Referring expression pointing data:
+ + + +
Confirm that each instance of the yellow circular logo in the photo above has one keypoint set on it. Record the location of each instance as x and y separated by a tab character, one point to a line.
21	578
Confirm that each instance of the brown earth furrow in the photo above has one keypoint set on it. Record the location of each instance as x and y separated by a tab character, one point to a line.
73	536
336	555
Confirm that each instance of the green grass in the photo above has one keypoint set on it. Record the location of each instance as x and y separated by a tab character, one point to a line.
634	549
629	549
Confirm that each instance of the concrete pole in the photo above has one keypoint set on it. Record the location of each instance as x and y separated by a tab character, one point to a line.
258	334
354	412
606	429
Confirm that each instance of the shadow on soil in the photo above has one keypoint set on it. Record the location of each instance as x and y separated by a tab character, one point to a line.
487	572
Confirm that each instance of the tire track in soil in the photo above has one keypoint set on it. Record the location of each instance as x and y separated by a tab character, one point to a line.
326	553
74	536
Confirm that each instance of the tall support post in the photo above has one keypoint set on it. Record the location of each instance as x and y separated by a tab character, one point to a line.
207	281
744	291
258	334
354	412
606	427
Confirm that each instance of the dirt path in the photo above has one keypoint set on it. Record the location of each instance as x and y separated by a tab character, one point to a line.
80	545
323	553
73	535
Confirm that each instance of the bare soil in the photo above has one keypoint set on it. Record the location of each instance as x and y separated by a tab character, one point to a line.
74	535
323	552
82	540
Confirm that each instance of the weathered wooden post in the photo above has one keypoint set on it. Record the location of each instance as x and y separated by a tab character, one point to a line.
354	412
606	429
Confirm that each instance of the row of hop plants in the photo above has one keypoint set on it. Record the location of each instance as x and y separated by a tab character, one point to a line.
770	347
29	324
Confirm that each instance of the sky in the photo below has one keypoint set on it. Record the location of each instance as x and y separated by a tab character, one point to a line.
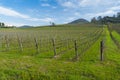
42	12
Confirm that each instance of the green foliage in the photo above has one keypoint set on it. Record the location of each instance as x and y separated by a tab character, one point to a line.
16	65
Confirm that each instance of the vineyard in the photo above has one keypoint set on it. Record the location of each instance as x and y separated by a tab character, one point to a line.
63	52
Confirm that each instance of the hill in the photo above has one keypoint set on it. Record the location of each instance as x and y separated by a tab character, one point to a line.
79	21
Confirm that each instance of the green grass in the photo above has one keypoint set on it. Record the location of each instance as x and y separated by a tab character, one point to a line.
24	66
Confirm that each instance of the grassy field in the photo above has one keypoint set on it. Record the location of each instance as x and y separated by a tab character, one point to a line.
21	59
+ + + +
PROBLEM STATEMENT:
All that is wanted is the line with "Confirm that each instance of the vineyard" and every later line in the entries, reproduced exactly.

RESPONSE BOX:
Confirm that each instance of the vineyard in the photo above has one keypoint set on it. Record the location of each instance as x and y separated by a tab character, one point to a line.
63	52
Confirm that each instance of the hill in the photo above has one keypoint set on it. Record the location of each instance as x and y separated by a tab character, one point to a line.
79	21
Confirm that each instance of the green grass in the photo above has one keypoint set on it. Record the location of each instance as x and y separated by a tab character, one point to a line.
24	66
Confirm that each instance of the grassy field in the photo above has one keypoint set on it. Record the location of each instance as x and y separated by a tab character, one point to a line.
21	59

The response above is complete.